From first line to last, retype the data exactly.

Stored data entries:
★ ★ ★ ★ ★ ★ ★

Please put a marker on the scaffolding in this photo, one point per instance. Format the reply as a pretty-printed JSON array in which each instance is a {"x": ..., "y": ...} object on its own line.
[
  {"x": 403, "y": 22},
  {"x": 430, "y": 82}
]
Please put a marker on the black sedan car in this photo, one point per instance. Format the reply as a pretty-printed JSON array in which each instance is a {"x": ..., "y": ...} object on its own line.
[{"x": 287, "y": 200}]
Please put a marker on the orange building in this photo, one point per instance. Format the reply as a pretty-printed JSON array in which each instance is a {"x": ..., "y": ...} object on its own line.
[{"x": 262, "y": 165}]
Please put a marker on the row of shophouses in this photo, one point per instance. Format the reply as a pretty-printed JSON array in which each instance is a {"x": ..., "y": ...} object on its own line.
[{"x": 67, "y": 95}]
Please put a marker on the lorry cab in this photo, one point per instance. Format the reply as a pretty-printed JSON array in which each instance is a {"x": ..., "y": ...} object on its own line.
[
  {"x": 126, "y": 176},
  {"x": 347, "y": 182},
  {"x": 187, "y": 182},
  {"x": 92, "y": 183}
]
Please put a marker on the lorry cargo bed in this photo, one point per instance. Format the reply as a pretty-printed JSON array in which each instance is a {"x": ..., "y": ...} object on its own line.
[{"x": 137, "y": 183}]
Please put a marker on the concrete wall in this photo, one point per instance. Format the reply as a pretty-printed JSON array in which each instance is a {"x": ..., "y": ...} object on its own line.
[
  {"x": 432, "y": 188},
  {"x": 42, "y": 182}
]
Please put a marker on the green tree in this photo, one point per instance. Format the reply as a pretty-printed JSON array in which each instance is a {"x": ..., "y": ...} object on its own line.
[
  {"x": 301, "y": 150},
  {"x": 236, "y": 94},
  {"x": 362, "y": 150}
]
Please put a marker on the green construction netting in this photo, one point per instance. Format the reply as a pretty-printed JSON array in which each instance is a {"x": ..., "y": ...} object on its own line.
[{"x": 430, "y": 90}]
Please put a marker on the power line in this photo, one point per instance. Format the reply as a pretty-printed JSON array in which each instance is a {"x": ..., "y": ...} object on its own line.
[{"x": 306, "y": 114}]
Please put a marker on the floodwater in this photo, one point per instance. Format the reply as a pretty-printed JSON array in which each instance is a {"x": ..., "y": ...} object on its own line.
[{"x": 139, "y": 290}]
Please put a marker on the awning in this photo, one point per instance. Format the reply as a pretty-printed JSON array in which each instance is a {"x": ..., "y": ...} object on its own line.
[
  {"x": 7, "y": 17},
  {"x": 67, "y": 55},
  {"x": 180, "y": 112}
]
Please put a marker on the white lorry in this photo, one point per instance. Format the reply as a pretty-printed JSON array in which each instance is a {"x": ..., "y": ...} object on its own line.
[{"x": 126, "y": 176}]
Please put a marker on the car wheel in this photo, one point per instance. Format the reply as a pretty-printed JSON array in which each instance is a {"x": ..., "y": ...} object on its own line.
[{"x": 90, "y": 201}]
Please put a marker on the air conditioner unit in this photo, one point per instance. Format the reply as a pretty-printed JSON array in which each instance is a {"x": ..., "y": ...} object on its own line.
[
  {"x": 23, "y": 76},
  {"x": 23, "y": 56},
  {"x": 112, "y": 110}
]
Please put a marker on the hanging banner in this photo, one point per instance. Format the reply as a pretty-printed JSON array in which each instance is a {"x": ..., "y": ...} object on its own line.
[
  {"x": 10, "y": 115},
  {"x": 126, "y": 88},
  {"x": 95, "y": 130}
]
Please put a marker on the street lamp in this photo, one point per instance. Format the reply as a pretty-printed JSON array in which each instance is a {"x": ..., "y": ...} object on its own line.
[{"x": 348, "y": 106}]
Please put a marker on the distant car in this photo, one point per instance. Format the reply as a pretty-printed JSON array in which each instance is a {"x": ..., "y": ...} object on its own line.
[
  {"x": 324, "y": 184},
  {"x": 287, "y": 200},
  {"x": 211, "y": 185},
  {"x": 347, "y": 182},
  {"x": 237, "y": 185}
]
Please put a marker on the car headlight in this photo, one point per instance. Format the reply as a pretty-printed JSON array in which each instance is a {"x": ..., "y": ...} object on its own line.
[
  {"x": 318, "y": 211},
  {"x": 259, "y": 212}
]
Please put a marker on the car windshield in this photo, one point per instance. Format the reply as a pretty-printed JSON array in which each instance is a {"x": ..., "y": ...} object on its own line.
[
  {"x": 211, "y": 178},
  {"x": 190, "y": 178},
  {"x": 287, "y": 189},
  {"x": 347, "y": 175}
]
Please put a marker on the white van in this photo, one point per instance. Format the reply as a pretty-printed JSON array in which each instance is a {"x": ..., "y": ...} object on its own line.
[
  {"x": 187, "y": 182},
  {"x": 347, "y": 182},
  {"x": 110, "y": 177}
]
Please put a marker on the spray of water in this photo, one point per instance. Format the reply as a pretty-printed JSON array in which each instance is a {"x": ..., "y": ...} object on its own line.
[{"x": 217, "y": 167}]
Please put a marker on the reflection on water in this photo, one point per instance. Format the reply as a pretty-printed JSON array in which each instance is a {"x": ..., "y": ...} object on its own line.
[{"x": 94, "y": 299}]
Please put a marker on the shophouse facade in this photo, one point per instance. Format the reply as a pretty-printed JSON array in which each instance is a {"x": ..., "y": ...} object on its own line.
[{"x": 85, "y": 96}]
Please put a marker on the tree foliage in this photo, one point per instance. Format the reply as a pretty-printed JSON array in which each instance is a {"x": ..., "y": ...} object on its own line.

★ ★ ★ ★ ★ ★ ★

**Exercise solution**
Please put a marker on the scaffolding in this photo, one point per instance. Format the reply as a pretty-printed JSON array in which each instance is a {"x": ..., "y": ...} object on its own line.
[
  {"x": 403, "y": 22},
  {"x": 430, "y": 82}
]
Please put a marker on the black sedan car in this photo, one point per instance. Format the reply as a pretty-printed JSON array in which each instance is a {"x": ..., "y": ...} object on its own line.
[{"x": 287, "y": 200}]
Please put a marker on the orange building in this photo, one point per instance. Format the reply as a pretty-printed JSON array in which each instance is a {"x": ..., "y": ...} object on its own line.
[{"x": 262, "y": 165}]
Please put a marker on the row of shophouses in this photo, one point per instance. Format the reply as a pretty-printed JSON array in which each instance is a {"x": ..., "y": ...} object on its own line.
[{"x": 67, "y": 95}]
Please put a marker on the lorry cab in this photo, one point per instance. Format the reply as a pretty-printed JSON array in which each instance is a {"x": ..., "y": ...} object on its own line.
[
  {"x": 126, "y": 176},
  {"x": 347, "y": 182},
  {"x": 187, "y": 182},
  {"x": 92, "y": 183}
]
Please put a marker on the lorry cargo bed in this photo, one point per instance. Format the reply as a pretty-printed JSON array in which each instance is a {"x": ..., "y": ...} object on its own line.
[{"x": 137, "y": 183}]
Please put a marker on the concrete wall in this photo, one point per instance. Format the reply as a pretty-printed JSON array in which each instance is a {"x": ..., "y": ...} object on its own line.
[
  {"x": 432, "y": 188},
  {"x": 42, "y": 182}
]
Please put a marker on the green tree in this photo, one point per instance. Format the reply as a pretty-printed JSON array in which each instance is a {"x": ..., "y": ...} object on its own line.
[
  {"x": 301, "y": 150},
  {"x": 236, "y": 94},
  {"x": 362, "y": 150}
]
Please put a marker on the green construction netting in this photo, one point per instance. Format the reply as a pretty-printed JSON array in which each instance is a {"x": ..., "y": ...} object on its own line.
[{"x": 430, "y": 90}]
Please put a marker on the power line in this photo, one point per instance. Format the reply as a pretty-printed JSON array in which each instance is a {"x": ..., "y": ...} object on its own line.
[{"x": 306, "y": 114}]
Please put a marker on the floodwater in this photo, one point per instance. Format the reply as a pretty-printed JSON array in which each instance is a {"x": ..., "y": ...} object on its own line.
[{"x": 139, "y": 290}]
Please put a marker on the awning in this photo, one point per instance. Format the reply as a pretty-printed JSON array in which each instance is a {"x": ..., "y": ...} object on its own line.
[
  {"x": 7, "y": 17},
  {"x": 67, "y": 55},
  {"x": 180, "y": 112}
]
Please put a marker on the white lorry in this photo, one point per instance. Format the reply as a pretty-printed JSON array in which each instance is a {"x": ..., "y": ...} object on its own line.
[{"x": 126, "y": 176}]
Please put a marker on the car wheel in this photo, one point per instance. Format the reply as a pretty-printed JSON array in which each instance is a {"x": ..., "y": ...} object on its own line.
[{"x": 90, "y": 201}]
Please put a marker on the air conditioner unit in this photo, one point per instance. Format the reply as a pretty-printed JSON array in which each instance is a {"x": ..., "y": ...} object on its own line.
[
  {"x": 23, "y": 76},
  {"x": 23, "y": 56},
  {"x": 112, "y": 110}
]
Please put a marker on the hanging banner in this photo, one point per instance. Format the reply as a pretty-printed JSON array in which each instance is a {"x": ..., "y": ...} object on its own line.
[
  {"x": 10, "y": 115},
  {"x": 126, "y": 88},
  {"x": 95, "y": 130}
]
Please put a marker on the street lamp in this photo, one point per instance. Format the reply as a pretty-printed JSON array in which each instance is a {"x": ..., "y": ...} object on its own line.
[{"x": 348, "y": 106}]
Please put a marker on the distant car in this photo, one point per instance. Format the reply as a pretty-printed JSON array in which each instance is a {"x": ..., "y": ...} object on its own line.
[
  {"x": 324, "y": 184},
  {"x": 287, "y": 200},
  {"x": 211, "y": 185},
  {"x": 347, "y": 182},
  {"x": 237, "y": 185}
]
Please put a marker on the car headlight in this photo, one point per instance. Format the reply as a pretty-printed JSON array in which each instance is a {"x": ..., "y": ...} object on its own line.
[
  {"x": 318, "y": 211},
  {"x": 259, "y": 212}
]
Please put a marker on the car windshield in this photo, one point per instance. Format the reply as a pretty-printed JSON array in which each instance is a {"x": ..., "y": ...} object on its own line.
[
  {"x": 211, "y": 178},
  {"x": 190, "y": 178},
  {"x": 287, "y": 189},
  {"x": 347, "y": 175}
]
Please put a marker on the white van in this photo, one point per instance. Format the reply as a pretty-printed JSON array in which each instance is a {"x": ..., "y": ...} object on its own line.
[
  {"x": 187, "y": 182},
  {"x": 347, "y": 182},
  {"x": 110, "y": 177}
]
Please put a marker on the spray of water in this photo, one point per instance. Format the reply as a pretty-printed JSON array in which each instance is a {"x": ..., "y": ...} object on its own line.
[{"x": 217, "y": 167}]
Please put a marker on the reflection on water in this photo, one point per instance. Format the reply as a pretty-printed JSON array in which each instance is a {"x": ..., "y": ...} object on its own line.
[{"x": 94, "y": 299}]
Please put a marker on the shophouse facade in this photo, one point per instance. Format the reply as a pretty-printed JSON array in which each instance is a {"x": ..., "y": ...} object on its own line.
[{"x": 85, "y": 96}]
Please put a marker on the tree foliage in this photo, one point per instance. Format the reply as a pretty-printed JSON array in which each instance is a {"x": ..., "y": ...} object on its own line.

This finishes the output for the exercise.